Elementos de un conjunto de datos
--------------------------------

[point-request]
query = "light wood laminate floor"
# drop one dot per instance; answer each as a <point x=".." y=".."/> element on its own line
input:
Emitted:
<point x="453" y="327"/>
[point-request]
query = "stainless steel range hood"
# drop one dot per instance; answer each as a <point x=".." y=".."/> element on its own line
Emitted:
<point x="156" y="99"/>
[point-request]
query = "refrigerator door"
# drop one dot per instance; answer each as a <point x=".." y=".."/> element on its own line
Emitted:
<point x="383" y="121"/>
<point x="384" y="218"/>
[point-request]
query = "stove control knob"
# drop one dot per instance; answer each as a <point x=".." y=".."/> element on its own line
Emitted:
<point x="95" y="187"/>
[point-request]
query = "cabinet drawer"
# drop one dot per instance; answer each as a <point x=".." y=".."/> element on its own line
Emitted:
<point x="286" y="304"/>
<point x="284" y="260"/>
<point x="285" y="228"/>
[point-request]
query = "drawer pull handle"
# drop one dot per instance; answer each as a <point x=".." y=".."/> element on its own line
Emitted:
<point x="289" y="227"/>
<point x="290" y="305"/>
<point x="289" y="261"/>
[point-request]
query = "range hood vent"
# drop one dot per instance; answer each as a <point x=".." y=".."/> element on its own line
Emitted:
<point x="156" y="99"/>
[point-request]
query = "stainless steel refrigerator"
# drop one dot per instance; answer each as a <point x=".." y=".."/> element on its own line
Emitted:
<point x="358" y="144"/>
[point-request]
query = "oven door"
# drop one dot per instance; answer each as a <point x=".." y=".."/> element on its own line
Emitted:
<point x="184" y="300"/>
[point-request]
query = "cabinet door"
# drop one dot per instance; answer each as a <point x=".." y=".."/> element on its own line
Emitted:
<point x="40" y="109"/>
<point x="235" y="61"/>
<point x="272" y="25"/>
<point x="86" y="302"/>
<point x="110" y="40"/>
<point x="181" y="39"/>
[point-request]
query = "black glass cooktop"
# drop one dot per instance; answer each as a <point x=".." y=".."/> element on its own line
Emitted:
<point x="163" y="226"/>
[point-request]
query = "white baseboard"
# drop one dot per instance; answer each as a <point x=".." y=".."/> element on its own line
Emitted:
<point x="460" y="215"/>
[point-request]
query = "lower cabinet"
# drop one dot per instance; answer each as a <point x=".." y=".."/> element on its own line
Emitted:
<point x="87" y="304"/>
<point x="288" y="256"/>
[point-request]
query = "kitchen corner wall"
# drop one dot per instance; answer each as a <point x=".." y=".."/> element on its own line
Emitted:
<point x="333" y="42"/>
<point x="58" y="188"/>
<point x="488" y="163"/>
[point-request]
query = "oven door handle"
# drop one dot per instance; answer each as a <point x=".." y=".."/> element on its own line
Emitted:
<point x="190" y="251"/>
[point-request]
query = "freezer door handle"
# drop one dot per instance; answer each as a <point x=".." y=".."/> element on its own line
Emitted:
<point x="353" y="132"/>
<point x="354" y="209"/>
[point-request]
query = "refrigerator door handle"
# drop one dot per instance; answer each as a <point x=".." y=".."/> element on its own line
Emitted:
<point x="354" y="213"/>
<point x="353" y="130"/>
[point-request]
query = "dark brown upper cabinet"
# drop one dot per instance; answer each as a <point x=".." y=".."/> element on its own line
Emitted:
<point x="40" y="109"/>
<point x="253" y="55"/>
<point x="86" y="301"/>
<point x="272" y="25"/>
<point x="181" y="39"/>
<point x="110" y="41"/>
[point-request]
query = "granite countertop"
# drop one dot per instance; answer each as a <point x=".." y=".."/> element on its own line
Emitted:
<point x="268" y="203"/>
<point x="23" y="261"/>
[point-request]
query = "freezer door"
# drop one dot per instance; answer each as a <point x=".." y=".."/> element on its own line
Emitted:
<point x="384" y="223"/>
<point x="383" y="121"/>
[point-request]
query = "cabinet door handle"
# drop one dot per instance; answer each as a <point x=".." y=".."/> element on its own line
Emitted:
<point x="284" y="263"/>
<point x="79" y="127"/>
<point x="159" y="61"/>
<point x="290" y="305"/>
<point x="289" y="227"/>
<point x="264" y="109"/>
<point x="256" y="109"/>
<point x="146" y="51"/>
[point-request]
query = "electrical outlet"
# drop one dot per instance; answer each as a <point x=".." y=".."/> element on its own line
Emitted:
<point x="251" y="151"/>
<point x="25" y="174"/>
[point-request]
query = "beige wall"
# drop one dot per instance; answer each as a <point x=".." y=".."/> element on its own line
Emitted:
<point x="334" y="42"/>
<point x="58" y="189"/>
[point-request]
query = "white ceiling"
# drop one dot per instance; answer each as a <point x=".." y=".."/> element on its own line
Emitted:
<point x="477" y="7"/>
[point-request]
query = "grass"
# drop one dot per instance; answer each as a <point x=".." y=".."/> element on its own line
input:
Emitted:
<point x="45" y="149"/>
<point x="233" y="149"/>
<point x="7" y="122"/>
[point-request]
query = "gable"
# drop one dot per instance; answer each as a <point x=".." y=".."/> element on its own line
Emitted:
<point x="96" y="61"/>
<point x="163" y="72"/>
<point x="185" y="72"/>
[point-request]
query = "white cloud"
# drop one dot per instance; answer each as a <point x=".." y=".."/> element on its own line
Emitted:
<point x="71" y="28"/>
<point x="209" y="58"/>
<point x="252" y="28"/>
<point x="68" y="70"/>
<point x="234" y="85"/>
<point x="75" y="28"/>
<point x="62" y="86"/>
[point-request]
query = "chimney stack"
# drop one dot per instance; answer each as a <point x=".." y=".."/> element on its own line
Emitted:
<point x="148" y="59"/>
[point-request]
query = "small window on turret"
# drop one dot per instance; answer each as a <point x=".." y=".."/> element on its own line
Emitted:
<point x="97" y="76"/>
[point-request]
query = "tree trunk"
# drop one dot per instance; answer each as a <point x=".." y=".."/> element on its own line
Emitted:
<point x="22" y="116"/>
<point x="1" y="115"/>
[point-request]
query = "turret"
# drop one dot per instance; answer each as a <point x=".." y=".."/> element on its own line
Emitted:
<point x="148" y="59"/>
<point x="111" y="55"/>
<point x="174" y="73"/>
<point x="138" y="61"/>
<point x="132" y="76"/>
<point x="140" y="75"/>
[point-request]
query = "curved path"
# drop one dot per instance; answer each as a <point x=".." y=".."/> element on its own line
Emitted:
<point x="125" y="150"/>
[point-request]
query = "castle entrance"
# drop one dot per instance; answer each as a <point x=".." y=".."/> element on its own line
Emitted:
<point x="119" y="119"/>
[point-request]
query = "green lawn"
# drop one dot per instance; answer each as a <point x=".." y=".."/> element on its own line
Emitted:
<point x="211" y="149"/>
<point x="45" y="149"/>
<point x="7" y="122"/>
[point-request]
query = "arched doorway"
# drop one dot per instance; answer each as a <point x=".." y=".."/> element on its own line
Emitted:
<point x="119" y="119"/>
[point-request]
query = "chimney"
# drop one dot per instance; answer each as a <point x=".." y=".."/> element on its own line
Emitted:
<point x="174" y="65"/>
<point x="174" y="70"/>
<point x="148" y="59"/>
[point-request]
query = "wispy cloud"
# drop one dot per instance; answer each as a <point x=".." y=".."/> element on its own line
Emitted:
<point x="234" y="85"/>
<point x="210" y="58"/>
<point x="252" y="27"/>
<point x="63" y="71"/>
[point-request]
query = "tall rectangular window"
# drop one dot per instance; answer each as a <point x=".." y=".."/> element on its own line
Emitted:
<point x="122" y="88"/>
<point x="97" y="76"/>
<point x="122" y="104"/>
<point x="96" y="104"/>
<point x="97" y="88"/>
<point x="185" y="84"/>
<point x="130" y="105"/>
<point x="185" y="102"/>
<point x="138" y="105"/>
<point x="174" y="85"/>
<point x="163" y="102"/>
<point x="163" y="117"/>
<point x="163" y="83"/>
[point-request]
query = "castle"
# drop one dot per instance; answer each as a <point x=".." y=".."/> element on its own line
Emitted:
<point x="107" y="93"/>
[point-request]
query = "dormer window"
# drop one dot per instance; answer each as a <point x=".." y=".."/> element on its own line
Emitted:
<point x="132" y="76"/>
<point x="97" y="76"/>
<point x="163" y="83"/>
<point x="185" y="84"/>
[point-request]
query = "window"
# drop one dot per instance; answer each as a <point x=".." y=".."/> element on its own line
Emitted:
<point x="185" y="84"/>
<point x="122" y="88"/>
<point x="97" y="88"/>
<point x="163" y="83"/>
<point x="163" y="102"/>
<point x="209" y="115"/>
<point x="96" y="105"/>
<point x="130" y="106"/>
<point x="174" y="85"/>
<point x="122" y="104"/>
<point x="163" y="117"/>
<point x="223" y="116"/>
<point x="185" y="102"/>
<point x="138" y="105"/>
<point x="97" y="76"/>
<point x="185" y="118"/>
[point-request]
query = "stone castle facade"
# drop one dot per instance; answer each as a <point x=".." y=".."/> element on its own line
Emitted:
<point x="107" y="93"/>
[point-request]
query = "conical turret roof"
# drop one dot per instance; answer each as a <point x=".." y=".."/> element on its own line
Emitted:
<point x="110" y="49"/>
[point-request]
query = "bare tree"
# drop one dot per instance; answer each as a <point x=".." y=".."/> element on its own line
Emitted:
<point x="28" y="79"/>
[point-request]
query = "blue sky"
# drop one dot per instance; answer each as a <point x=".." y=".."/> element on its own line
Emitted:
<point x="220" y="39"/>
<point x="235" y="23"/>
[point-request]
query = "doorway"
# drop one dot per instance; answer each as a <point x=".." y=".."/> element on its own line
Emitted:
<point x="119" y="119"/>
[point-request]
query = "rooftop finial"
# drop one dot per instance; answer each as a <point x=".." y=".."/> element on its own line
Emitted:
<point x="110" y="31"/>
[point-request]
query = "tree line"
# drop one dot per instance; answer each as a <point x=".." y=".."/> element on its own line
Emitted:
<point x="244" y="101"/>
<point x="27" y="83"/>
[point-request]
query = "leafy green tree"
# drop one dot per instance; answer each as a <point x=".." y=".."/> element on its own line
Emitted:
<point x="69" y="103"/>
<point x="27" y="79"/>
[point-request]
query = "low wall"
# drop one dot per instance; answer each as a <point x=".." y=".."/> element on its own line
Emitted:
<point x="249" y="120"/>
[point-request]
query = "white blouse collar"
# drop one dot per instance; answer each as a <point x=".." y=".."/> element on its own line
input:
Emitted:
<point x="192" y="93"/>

--------------------------------

QUÉ HACER
¿Qué líneas de arriba contienen la palabra "white"? Selecciónalas y cópialas todas.

RESULTADO DEL EJERCICIO
query = "white baseboard"
query = "white ceiling"
query = "white cloud"
query = "white blouse collar"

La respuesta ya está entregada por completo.